Texte à analyser:
————

Soixante ans auparavant, les Serbes aussi, trahis. et divisés, avaient à Kossovo, sur le Champ des Merles, fléchi le genou devant le croissant. Après la défaite, une partie de la noblesse passa à l’ennemi et acheta, au prix de l’abjuration, le maintien de ses privilèges; mais la masse de la nation resta fidèle au souvenir de ses pères, et garda pieusement dans sa mémoire les noms de Marko Kraliévitch et du prince Lazare; oubliant les faiblesses et les fatales discordes des vaincus de Kossovo, la muse populaire serbe ne voit plus en eux que les glorieux représentants de la patrie; leurs figures idéalisées sont pour les Slaves une consolation dans les humiliations de la servitude et le gage glorieux d’une prochaine résurrection.

En Albanie rien de pareil; les fils du grand Scanderbeg renient leurs pères chrétiens, et après avoir plié le genou devant le glaive de Murat, ils ploient leur tête et leur conscience sous le symbole du croissant. Amoureux de l’indépendance au point de lui sacrifier leurs sentiments religieux, ils mettent leur foi du côté de l’épée et abandonnent le dieu impuissant du Calvaire pour le dieu des vainqueurs. La nationalité albanaise, si toutefois l’on peut parler de nationalité chez un peuple qui n’est bon qu’à vivre dans les camps, se trouve ainsi comme coupée en deux tronçons: ici les Albanais restés chrétiens, là les Albanais devenus musulmans.

L’apostasie, il faut le dire, n’était pas sans profit pour les nouveaux convertis, puisqu’une loi promulguée vers 1590 assure la possession de leurs biens aux familles qui élèveraient leurs enfants dans la foi musulmane; c’était le seul moyen d’échapper à une dépossession violente et à l’invasion en masse des Osmanlis. En somme, les Albanais mahométans, devenus les égaux de leurs vainqueurs, jouirent sous la domination turque d’une assez large indépendance, et donnèrent en retour à la Turquie ses meilleures recrues et ses plus bouillants champions. Chose curieuse, malgré l’identité de la religion, il n’y a pas eu de fusion entre les deux races. L’Albanais mahométan garde fidèlement sa langue, repousse la circoncision et proteste à sa manière de son origine pélasgique en enveloppant dans un égal mépris le Bosniaque musulman, le Slave chrétien et le mol Asiatique qui est devenu son maître. Resté fidèle à la vie patriarcale des clans et au gouvernement des vieillards et des hardis capitaines, l’Albanais musulman, le Guègue du nord, aussi bien que le Tosque du sud, ne se plie qu’à contrecœur aux exigences de la bureaucratie de Constantinople.

————

Entrées:
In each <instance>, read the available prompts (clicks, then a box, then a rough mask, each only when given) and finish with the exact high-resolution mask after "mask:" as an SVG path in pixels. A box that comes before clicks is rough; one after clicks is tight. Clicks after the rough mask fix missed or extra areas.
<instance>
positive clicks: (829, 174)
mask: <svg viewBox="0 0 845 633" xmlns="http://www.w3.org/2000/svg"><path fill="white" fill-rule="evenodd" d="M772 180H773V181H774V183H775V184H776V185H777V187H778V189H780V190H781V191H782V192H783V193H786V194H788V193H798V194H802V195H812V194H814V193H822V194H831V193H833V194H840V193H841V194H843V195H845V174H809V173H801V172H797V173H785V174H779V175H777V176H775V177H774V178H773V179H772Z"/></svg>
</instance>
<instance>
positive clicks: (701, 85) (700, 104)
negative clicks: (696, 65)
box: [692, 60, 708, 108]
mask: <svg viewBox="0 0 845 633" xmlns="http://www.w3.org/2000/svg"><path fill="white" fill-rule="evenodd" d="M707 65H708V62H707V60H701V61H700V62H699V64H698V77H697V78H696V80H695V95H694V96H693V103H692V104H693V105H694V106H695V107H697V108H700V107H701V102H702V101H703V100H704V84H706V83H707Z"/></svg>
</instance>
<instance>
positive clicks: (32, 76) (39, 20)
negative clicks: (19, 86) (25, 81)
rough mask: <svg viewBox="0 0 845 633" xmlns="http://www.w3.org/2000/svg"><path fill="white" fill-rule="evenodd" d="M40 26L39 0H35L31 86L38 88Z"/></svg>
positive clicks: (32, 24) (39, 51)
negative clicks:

————

Votre consigne:
Recopiez un passage du texte sur les Serbes et les Albanais en renommant « Kossovo » en « Kosovo ». Commencez aux mots « Soixante ans auparavant, les » et arrêtez-vous après « d’une prochaine résurrection. ».

Solution proposée:
Soixante ans auparavant, les Serbes aussi, trahis. et divisés, avaient à Kosovo, sur le Champ des Merles, fléchi le genou devant le croissant. Après la défaite, une partie de la noblesse passa à l’ennemi et acheta, au prix de l’abjuration, le maintien de ses privilèges; mais la masse de la nation resta fidèle au souvenir de ses pères, et garda pieusement dans sa mémoire les noms de Marko Kraliévitch et du prince Lazare; oubliant les faiblesses et les fatales discordes des vaincus de Kosovo, la muse populaire serbe ne voit plus en eux que les glorieux représentants de la patrie; leurs figures idéalisées sont pour les Slaves une consolation dans les humiliations de la servitude et le gage glorieux d’une prochaine résurrection.